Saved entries
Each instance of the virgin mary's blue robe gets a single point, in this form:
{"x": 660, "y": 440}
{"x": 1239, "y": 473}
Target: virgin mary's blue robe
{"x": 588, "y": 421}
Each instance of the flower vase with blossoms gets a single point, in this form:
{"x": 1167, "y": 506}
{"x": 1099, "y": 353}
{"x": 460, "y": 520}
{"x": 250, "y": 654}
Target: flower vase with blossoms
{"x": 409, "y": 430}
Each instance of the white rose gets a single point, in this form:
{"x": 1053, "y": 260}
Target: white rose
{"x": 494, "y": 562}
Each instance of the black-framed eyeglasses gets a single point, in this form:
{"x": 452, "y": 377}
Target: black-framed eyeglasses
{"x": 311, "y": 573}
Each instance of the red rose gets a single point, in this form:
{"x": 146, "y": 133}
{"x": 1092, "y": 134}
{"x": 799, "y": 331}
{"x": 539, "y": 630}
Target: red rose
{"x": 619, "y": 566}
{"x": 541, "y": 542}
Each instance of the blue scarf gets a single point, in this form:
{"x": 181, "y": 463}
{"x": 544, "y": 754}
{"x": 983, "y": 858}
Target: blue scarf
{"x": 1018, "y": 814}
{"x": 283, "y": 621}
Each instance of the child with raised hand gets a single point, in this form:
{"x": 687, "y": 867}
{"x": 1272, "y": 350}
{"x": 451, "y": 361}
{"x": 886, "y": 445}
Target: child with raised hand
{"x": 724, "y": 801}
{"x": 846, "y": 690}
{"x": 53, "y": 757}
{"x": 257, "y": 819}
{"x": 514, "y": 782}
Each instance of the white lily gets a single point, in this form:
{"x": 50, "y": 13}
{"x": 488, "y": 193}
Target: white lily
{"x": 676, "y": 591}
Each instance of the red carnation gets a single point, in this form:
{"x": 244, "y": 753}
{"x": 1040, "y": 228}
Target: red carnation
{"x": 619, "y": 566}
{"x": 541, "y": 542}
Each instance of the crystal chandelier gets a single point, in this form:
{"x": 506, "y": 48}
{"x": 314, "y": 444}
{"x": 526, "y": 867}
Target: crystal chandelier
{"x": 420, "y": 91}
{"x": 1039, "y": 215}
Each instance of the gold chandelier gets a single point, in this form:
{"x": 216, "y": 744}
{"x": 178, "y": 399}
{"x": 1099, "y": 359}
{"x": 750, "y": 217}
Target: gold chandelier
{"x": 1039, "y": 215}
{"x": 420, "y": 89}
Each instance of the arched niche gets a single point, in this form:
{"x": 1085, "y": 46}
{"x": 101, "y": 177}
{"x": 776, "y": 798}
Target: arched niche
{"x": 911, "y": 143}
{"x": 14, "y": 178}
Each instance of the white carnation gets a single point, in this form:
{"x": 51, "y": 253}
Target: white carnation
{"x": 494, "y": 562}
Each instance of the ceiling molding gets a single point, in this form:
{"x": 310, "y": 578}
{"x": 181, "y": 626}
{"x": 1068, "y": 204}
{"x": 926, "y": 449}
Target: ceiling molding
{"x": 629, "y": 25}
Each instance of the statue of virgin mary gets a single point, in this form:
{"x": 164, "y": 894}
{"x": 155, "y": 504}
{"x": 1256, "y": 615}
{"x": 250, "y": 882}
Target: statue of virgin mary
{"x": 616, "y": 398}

# [WHAT TO PRODUCE]
Copy the data exactly as it was presented.

# [EXPECTED ANSWER]
Each instance of the virgin mary's blue robe gets a single point, in this form:
{"x": 660, "y": 440}
{"x": 1239, "y": 473}
Target: virgin mary's blue robe
{"x": 588, "y": 421}
Each instance of the flower vase with blossoms gets a single point, in this form:
{"x": 1167, "y": 506}
{"x": 1099, "y": 353}
{"x": 460, "y": 520}
{"x": 250, "y": 654}
Target: flower vase with blossoms
{"x": 409, "y": 430}
Each instance of the white rose gets a single point, in this form:
{"x": 1053, "y": 260}
Target: white rose
{"x": 494, "y": 562}
Each instance of the black-framed eyeglasses gets a single point, in this form:
{"x": 452, "y": 377}
Target: black-framed eyeglasses
{"x": 311, "y": 573}
Each instance of the red rose gets a single point, in this form:
{"x": 146, "y": 133}
{"x": 1092, "y": 134}
{"x": 799, "y": 331}
{"x": 539, "y": 630}
Target: red rose
{"x": 619, "y": 566}
{"x": 541, "y": 542}
Each instance of the blue scarf gets a single point, in this form:
{"x": 181, "y": 463}
{"x": 544, "y": 754}
{"x": 983, "y": 858}
Target: blue scarf
{"x": 1018, "y": 814}
{"x": 283, "y": 621}
Each instance of the child with raised hand gets a single point, in this form:
{"x": 687, "y": 867}
{"x": 1272, "y": 350}
{"x": 451, "y": 361}
{"x": 886, "y": 445}
Target: child with raised hand
{"x": 724, "y": 801}
{"x": 846, "y": 690}
{"x": 53, "y": 757}
{"x": 257, "y": 819}
{"x": 514, "y": 782}
Each instance of the white lily gets a single point, in this form:
{"x": 50, "y": 13}
{"x": 488, "y": 193}
Target: white lily
{"x": 676, "y": 591}
Each instance of the red carnation gets a single point, in this form:
{"x": 244, "y": 753}
{"x": 1040, "y": 228}
Target: red carnation
{"x": 619, "y": 566}
{"x": 541, "y": 542}
Each instance of the crystal chandelier gets a single point, in this form:
{"x": 506, "y": 48}
{"x": 314, "y": 444}
{"x": 526, "y": 867}
Target: crystal chandelier
{"x": 420, "y": 91}
{"x": 1039, "y": 215}
Each instance of the gold chandelier gets a single point, in this form:
{"x": 216, "y": 744}
{"x": 178, "y": 399}
{"x": 1099, "y": 359}
{"x": 750, "y": 217}
Target: gold chandelier
{"x": 1039, "y": 215}
{"x": 420, "y": 89}
Each instance of the arched niche gets a single point, in this form:
{"x": 1085, "y": 46}
{"x": 101, "y": 177}
{"x": 776, "y": 798}
Target: arched niche
{"x": 911, "y": 143}
{"x": 14, "y": 178}
Each instance of the white carnation gets a single point, in this form:
{"x": 51, "y": 253}
Target: white carnation
{"x": 494, "y": 562}
Each instance of the ceiling molding gets a single point, in this form:
{"x": 310, "y": 578}
{"x": 181, "y": 626}
{"x": 1068, "y": 204}
{"x": 926, "y": 449}
Target: ceiling molding
{"x": 629, "y": 25}
Each instance of the statue of virgin mary gets a single point, in this form:
{"x": 164, "y": 894}
{"x": 155, "y": 504}
{"x": 1256, "y": 615}
{"x": 250, "y": 882}
Target: statue of virgin mary
{"x": 616, "y": 398}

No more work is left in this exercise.